* Given text:
————————
BOSH Backup and Restore Developer's Guide
Page last updated:
This guide describes the framework for release authors to add backup and restore functionality to their release by using BOSH Backup and Restore (BBR).
BBR is a framework for backing up and restoring BOSH deployments and BOSH Directors. BBR triggers the backup or restore process on the deployment or BOSH Director and transfers the backup artifacts to and from the deployment or BOSH Director.
The BBR framework consists of a command line interface (CLI) and a set of hooks, which call out to scripts. The framework uses BOSH to orchestrate the execution of backup and restore scripts. BBR allows release authors fine-grained control over how their release is backed up.
Backup mechanism
Different systems require different strategies for backup and restore. To help release authors make consistent backups of their systems, the BBR framework provides hooks to lock scripts that bring a job to a consistent state before backup begins.
The following diagram illustrates an example BBR script execution sequence.
The diagram shows a deployment that has two instance groups. Group foo contains instance foo/0, which contains jobs 1 and 2. Group bar contains instances bar/0 and bar/1, each of which contains job 1.
- Stage 1 starts: all pre-backup-lock scripts run for all jobs in all instance groups. Stage 1 ends.
- Stage 2 starts: all backup scripts run for all jobs in all instance groups. Stage 2 ends.
- Stage 3 starts: all post-backup-lock scripts run for all jobs in all instance groups. Stage 3 ends.
There is no fixed order in which BBR calls the scripts within each stage.
Because the framework is focused on the interface, hooks, backup destination, and intra-deployment orchestration, it is mechanism-agnostic. Release authors can back up their release however they want to, as long as the scripts they write have the correct name and directory structure.
To ensure that backup and restore scripts do not get out of sync with the releases themselves, release authors are responsible for naming, creating, testing, and troubleshooting their own backup and restore scripts.
Note For all releases, these backup and restore jobs might be co-located with those of other releases. Therefore, release authors must give these jobs unique and descriptive names to avoid name collisions.
————————
* Items:

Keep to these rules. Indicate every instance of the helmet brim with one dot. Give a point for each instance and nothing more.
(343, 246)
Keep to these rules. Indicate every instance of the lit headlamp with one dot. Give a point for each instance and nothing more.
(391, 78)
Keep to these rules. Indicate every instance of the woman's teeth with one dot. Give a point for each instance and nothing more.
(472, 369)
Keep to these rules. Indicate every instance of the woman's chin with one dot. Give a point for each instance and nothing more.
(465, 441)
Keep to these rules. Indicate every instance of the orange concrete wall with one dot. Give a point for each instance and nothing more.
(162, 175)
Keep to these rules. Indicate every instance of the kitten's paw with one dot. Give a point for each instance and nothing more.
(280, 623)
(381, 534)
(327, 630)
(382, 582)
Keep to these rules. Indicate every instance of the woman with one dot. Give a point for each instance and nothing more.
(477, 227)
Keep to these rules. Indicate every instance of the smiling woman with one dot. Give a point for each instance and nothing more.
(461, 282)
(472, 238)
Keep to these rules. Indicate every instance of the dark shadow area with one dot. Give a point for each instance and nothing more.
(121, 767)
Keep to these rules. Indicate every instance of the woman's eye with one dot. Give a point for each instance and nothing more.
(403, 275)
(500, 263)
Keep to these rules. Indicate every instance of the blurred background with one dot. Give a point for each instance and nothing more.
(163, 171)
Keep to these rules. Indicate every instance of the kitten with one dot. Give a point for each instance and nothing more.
————————
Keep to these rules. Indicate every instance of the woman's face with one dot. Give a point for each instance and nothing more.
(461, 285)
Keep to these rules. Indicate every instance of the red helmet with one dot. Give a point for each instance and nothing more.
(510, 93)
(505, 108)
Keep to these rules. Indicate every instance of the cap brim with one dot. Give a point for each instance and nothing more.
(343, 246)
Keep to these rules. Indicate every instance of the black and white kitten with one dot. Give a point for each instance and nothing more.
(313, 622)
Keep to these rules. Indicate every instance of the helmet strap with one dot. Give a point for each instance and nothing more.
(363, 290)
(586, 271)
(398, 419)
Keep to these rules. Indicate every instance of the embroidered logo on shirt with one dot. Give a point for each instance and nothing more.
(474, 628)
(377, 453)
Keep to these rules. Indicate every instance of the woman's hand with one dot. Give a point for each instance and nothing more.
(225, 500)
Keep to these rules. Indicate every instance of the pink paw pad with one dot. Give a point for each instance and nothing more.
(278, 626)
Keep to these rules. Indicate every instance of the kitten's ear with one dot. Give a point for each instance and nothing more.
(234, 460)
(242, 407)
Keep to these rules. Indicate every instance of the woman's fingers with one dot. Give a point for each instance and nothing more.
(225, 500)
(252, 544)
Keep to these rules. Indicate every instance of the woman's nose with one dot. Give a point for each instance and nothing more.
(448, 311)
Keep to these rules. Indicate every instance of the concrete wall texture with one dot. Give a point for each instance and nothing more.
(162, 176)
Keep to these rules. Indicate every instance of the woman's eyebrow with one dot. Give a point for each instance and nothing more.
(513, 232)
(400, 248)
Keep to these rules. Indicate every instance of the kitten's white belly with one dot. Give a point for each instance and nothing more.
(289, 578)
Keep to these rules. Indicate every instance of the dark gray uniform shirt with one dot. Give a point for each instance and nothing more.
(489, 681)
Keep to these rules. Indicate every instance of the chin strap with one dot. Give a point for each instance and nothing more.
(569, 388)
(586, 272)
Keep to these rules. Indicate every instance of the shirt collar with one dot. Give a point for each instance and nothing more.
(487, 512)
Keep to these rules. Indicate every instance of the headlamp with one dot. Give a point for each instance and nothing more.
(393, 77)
————————
* Problems to solve:
a) Can you print everything in the backup and restore guide from "There is no" down to "own backup and restore scripts.", word for word?
b) In the entries, could you give back only the lines from the one containing "Keep to these rules. Indicate every instance of the blurred" down to the one containing "Keep to these rules. Indicate every instance of the kitten with", with "one dot" changed to "a single dot" and everything else unchanged?

* The answers:
a)
There is no fixed order in which BBR calls the scripts within each stage.
Because the framework is focused on the interface, hooks, backup destination, and intra-deployment orchestration, it is mechanism-agnostic. Release authors can back up their release however they want to, as long as the scripts they write have the correct name and directory structure.
To ensure that backup and restore scripts do not get out of sync with the releases themselves, release authors are responsible for naming, creating, testing, and troubleshooting their own backup and restore scripts.

b)
Keep to these rules. Indicate every instance of the blurred background with a single dot. Give a point for each instance and nothing more.
(163, 171)
Keep to these rules. Indicate every instance of the kitten with a single dot. Give a point for each instance and nothing more.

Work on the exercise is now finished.